(Saved entries)
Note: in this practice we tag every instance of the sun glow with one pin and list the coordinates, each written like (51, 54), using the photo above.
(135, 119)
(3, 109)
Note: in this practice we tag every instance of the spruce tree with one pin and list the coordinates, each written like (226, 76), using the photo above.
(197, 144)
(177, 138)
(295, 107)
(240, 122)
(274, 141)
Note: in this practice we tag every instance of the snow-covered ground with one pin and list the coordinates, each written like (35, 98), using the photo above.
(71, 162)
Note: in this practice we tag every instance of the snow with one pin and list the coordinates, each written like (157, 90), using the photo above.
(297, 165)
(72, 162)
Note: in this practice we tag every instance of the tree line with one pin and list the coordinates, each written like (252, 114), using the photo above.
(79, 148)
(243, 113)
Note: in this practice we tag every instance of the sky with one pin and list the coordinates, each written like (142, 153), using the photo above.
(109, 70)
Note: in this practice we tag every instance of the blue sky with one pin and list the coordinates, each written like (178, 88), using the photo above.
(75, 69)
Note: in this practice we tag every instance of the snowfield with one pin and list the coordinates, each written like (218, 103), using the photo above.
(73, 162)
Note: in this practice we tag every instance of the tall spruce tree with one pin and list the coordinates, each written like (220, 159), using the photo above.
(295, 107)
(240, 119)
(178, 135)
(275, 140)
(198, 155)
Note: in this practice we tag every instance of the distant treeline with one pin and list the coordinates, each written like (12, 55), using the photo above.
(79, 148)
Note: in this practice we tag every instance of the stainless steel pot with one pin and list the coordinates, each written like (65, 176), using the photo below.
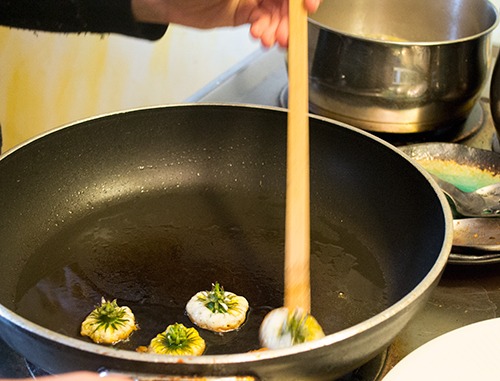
(399, 66)
(150, 206)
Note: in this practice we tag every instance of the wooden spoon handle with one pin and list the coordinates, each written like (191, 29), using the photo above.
(297, 224)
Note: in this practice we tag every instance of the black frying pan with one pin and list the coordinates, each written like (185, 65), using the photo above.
(151, 206)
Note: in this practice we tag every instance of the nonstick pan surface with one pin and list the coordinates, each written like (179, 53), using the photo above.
(153, 205)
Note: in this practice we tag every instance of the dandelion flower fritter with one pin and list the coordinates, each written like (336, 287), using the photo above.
(178, 340)
(109, 323)
(217, 310)
(284, 328)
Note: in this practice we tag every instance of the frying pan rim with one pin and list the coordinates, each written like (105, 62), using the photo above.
(394, 309)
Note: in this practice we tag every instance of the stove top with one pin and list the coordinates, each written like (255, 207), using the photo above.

Directions for this task |
The response should be the lines from the one containing "Note: in this practice we tag every instance of the wooden" through the last line of the data, set down exactly and with no other line.

Problem solution |
Note: in this practice we tag every instance of the wooden spoon handle with one pin and list the coordinates, each written like (191, 29), using the photo above.
(297, 224)
Note: in this practice we tag every instance of the black frying pan with one pin and list the coordinates, each written like (185, 65), using the photo above.
(151, 206)
Note: in this practice we tag every instance of the nonstick pan surface with one pin and list the coordinates, each written like (179, 53), using the photo above.
(153, 205)
Note: in this practice we tag every instance of the dandelion flower fritter with one pin and list the coordinates, each written like (336, 287), using the photo above.
(178, 340)
(109, 323)
(217, 310)
(284, 328)
Note: in this practice we tag every instance of the frying pan rim with one pin and list the coordinates, each written like (105, 62), using the photo above.
(394, 309)
Note: in this practice we tag every instance of the stove top with one pin and list the coordinates, each written like (255, 207), using the photo above.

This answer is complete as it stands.